_TRY IT_
Give the number of lines in the records below that include "thickest", and nothing more.

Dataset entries
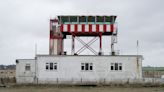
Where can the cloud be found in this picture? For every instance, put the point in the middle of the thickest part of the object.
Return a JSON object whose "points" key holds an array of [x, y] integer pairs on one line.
{"points": [[23, 23]]}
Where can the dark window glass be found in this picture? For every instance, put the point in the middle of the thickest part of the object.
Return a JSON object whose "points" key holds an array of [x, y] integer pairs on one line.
{"points": [[112, 68], [27, 67], [64, 19], [100, 19], [86, 66], [91, 19], [108, 19], [120, 67], [55, 67], [51, 66], [116, 66], [82, 67], [47, 67], [82, 19], [91, 68], [73, 18]]}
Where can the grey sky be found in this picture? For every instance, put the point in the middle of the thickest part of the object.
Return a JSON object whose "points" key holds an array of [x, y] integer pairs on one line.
{"points": [[26, 22]]}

_TASK ANSWER_
3